Texto

○ ○ ○ ○

Telegramas apontam que Itamaraty foi usado para garantir cloroquina

Os documentos que indicam a atuação do ex-ministro das Relações Exteriores Ernesto Araújo foram obtidos pelo jornal Folha de S. Paulo

Telegramas apontam que Itamaraty foi usado para garantir cloroquina

Dados obtidos pelo jornal Folha de S. Paulo revelam que o ex-ministro das Relações Exteriores Ernesto Araújo mobilizou o órgão para garantir o remédio que é cientificamente ineficaz no tratamento da Covid-19, mas que o presidente Jair Bolsonaro (sem partido) defende. A hidroxicloroquina não é recomendada pelas instituições mundiais de saúde contra o vírus.

Em junho de 2020, o medicamento foi retirado, pela Organização Mundial da Saúde (OMS), dos estudos clínicos de testagem de drogas contra o novo coronavírus. Os trabalhos mostraram que a hidroxicloroquina não tem eficácia na queda da taxa de mortalidade de pacientes com a doença, na necessidade de ventilação ou no tempo de internação.

Segundo os telegramas, a mobilização do aparato diplomático do Brasil para conseguir a cloroquina começou pouco tempo depois de Bolsonaro falar em "possível cura para a doença", em 21 de março de 2020.

○ ○ ○ ○

Dados fornecidos
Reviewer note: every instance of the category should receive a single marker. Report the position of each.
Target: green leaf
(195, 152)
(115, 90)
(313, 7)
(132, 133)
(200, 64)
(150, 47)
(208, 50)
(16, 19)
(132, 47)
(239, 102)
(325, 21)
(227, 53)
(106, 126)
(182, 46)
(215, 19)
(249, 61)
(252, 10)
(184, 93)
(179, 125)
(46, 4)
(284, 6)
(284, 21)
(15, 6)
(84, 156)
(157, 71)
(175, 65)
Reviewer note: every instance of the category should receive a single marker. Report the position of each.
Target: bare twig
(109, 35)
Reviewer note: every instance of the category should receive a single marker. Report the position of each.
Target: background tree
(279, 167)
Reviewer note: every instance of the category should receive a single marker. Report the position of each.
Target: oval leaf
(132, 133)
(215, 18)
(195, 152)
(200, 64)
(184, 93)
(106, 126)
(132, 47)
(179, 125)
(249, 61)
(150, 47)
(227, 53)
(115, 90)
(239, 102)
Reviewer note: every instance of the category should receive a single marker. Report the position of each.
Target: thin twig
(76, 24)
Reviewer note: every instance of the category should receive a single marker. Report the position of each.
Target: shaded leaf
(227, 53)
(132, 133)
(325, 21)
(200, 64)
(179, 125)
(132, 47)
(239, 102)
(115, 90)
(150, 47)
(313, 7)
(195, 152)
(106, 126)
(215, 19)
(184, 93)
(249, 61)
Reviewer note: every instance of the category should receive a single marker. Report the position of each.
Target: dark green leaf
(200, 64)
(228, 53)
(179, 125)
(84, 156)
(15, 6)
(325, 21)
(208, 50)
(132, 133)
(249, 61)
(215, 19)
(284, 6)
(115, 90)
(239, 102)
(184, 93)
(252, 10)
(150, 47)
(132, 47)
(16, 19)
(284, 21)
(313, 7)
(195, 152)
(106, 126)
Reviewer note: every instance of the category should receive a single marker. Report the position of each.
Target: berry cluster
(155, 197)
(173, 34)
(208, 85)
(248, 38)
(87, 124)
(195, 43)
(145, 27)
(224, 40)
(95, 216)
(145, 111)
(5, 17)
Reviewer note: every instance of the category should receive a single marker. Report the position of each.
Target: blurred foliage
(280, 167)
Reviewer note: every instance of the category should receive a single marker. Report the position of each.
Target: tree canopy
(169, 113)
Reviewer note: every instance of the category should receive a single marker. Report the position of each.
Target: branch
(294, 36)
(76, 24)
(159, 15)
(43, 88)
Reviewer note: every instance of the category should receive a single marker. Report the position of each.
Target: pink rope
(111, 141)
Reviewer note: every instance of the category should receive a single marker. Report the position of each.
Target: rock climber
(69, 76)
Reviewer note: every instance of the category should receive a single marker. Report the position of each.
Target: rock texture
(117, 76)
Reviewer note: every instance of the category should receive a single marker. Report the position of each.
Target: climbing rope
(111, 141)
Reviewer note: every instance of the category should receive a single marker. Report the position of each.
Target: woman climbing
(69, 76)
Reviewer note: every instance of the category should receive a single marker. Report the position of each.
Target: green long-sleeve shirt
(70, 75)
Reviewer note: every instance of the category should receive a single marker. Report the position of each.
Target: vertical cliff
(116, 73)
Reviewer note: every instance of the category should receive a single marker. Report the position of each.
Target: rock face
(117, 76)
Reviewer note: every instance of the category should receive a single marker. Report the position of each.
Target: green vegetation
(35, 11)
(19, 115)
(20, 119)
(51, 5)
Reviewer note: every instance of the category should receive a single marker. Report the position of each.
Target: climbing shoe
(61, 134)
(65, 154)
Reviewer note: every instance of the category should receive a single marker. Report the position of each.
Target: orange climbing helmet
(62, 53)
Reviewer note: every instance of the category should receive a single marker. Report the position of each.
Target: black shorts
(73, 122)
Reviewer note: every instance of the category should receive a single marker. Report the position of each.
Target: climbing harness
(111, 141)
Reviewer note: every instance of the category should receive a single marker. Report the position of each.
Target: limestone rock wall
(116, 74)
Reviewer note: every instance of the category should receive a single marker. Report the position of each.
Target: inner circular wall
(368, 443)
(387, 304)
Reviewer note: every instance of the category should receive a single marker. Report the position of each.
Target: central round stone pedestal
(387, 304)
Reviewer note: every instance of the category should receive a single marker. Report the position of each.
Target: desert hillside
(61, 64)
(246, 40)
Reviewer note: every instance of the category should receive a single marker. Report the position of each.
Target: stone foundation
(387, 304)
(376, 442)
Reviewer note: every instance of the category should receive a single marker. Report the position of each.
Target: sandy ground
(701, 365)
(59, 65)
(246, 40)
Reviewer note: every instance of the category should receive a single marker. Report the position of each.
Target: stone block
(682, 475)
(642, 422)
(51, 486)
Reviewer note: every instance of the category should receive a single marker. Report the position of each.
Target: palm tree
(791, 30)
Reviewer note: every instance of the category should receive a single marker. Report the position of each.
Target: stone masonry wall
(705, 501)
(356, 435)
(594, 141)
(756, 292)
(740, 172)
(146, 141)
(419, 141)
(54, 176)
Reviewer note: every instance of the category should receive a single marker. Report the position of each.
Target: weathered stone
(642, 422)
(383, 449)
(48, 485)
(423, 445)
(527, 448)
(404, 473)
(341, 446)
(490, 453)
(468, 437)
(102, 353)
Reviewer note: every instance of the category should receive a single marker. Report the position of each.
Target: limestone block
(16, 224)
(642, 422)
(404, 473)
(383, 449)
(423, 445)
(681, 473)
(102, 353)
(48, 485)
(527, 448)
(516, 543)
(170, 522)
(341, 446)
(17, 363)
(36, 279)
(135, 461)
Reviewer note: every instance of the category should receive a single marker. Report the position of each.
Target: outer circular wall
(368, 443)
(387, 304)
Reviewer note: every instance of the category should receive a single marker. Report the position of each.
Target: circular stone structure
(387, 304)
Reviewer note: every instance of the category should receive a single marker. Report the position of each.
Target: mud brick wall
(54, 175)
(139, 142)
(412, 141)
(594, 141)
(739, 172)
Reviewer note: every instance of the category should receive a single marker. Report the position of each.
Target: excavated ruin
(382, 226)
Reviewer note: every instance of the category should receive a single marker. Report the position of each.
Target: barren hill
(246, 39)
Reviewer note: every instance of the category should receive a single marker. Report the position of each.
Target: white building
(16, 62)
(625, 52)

○ ○ ○ ○

Instruções das tarefas
a - Liste os três aspectos em que, segundo a notícia, os estudos mostraram que a hidroxicloroquina não tem eficácia.
b - Transcreva da notícia o trecho que vai de "Em junho de" até "março de 2020.".
As linhas acima vêm de uma fonte diferente da notícia.

Respostas dos exercícios
a -
A queda da taxa de mortalidade de pacientes com a doença
A necessidade de ventilação
O tempo de internação

b -
Em junho de 2020, o medicamento foi retirado, pela Organização Mundial da Saúde (OMS), dos estudos clínicos de testagem de drogas contra o novo coronavírus. Os trabalhos mostraram que a hidroxicloroquina não tem eficácia na queda da taxa de mortalidade de pacientes com a doença, na necessidade de ventilação ou no tempo de internação.

Segundo os telegramas, a mobilização do aparato diplomático do Brasil para conseguir a cloroquina começou pouco tempo depois de Bolsonaro falar em "possível cura para a doença", em 21 de março de 2020.